Problem description |
Retyping the entire listing exactly is the task.

(Given records Opens)

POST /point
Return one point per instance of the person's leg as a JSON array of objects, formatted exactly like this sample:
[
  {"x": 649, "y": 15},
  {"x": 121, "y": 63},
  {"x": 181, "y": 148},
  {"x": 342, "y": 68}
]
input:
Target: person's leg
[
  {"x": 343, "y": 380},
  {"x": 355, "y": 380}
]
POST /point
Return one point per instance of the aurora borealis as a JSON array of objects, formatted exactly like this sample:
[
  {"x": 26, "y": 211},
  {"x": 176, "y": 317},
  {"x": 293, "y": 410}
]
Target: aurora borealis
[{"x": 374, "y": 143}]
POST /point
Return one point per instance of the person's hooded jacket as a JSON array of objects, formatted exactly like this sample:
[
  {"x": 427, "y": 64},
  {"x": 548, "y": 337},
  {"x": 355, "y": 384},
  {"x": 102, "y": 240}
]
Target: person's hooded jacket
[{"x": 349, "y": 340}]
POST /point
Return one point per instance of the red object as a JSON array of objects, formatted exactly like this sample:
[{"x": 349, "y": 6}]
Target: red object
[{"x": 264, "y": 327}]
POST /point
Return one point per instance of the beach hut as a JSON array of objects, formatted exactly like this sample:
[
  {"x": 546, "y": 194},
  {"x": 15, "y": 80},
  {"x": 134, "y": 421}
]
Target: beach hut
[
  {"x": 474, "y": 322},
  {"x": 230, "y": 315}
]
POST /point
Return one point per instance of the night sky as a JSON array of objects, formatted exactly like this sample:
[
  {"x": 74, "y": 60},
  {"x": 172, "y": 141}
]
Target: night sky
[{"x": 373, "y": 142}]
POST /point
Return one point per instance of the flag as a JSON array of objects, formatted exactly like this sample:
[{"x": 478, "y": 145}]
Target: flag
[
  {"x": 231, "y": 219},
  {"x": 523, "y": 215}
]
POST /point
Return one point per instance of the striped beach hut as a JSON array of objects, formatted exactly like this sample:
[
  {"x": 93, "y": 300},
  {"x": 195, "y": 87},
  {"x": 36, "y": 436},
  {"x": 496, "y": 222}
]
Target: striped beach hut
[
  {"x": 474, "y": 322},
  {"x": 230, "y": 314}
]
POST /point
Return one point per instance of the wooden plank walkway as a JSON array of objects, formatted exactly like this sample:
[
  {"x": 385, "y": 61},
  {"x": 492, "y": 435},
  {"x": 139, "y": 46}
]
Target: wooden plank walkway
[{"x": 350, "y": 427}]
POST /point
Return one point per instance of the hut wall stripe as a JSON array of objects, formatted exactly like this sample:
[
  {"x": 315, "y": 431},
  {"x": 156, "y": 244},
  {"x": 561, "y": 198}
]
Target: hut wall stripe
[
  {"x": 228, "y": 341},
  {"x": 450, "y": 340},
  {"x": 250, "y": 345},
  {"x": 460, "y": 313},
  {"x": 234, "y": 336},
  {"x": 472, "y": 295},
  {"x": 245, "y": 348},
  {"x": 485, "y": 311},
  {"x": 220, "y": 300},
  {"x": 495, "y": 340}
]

(Given records Closes)

Answer box |
POST /point
Return one point per instance of the person's leg as a JSON array of objects, formatted exactly like this sample:
[
  {"x": 649, "y": 15},
  {"x": 121, "y": 63},
  {"x": 181, "y": 148},
  {"x": 342, "y": 68}
]
input:
Target: person's leg
[
  {"x": 343, "y": 380},
  {"x": 355, "y": 380}
]
POST /point
Return one point per instance of the aurora borealis as a JSON array of objects, formatted exactly like this sample:
[
  {"x": 26, "y": 211},
  {"x": 176, "y": 317},
  {"x": 293, "y": 410}
]
Target: aurora borealis
[{"x": 374, "y": 143}]
POST /point
Return one point per instance of the person's hooded jacket as a JSON array of objects, formatted exactly like this sample:
[
  {"x": 427, "y": 64},
  {"x": 548, "y": 337},
  {"x": 355, "y": 384},
  {"x": 102, "y": 240}
]
Target: person's hooded jacket
[{"x": 349, "y": 340}]
POST /point
Return one point per instance of the red object as a JSON array of objects, formatted exactly like this sample:
[{"x": 349, "y": 6}]
Target: red object
[{"x": 264, "y": 327}]
POST /point
Return one point per instance of the beach hut as a JSON array of objects, formatted exactly like this sample:
[
  {"x": 546, "y": 194},
  {"x": 15, "y": 80},
  {"x": 134, "y": 421}
]
Target: beach hut
[
  {"x": 474, "y": 322},
  {"x": 230, "y": 315}
]
POST /point
Return one point per instance of the night sky as a JSON array of objects, formatted exactly like this sample:
[
  {"x": 74, "y": 60},
  {"x": 172, "y": 141}
]
Target: night sky
[{"x": 373, "y": 142}]
POST /point
Return one point per instance of the flag as a JSON array of objects, formatted exactly like this sample:
[{"x": 478, "y": 145}]
Target: flag
[
  {"x": 231, "y": 219},
  {"x": 523, "y": 215}
]
POST /point
Return one point per instance of the striped beach hut as a JSON array of objects, formatted exactly like this sample:
[
  {"x": 93, "y": 300},
  {"x": 195, "y": 87},
  {"x": 36, "y": 436},
  {"x": 496, "y": 222}
]
Target: striped beach hut
[
  {"x": 474, "y": 322},
  {"x": 230, "y": 314}
]
POST /point
Return one point per instance of the wooden plank walkway as a JSON array of objects, formatted exactly like this sample:
[
  {"x": 385, "y": 61},
  {"x": 492, "y": 435},
  {"x": 139, "y": 46}
]
Target: wooden plank walkway
[{"x": 350, "y": 427}]
POST /point
Return one point per instance of the hut wall stripe as a JSON array of objects, formatted exactly like this sample:
[
  {"x": 315, "y": 431},
  {"x": 156, "y": 244},
  {"x": 561, "y": 198}
]
Target: hut wall stripe
[
  {"x": 228, "y": 341},
  {"x": 450, "y": 340},
  {"x": 250, "y": 345},
  {"x": 460, "y": 313},
  {"x": 234, "y": 336},
  {"x": 472, "y": 295},
  {"x": 245, "y": 348},
  {"x": 485, "y": 311},
  {"x": 220, "y": 300},
  {"x": 495, "y": 340}
]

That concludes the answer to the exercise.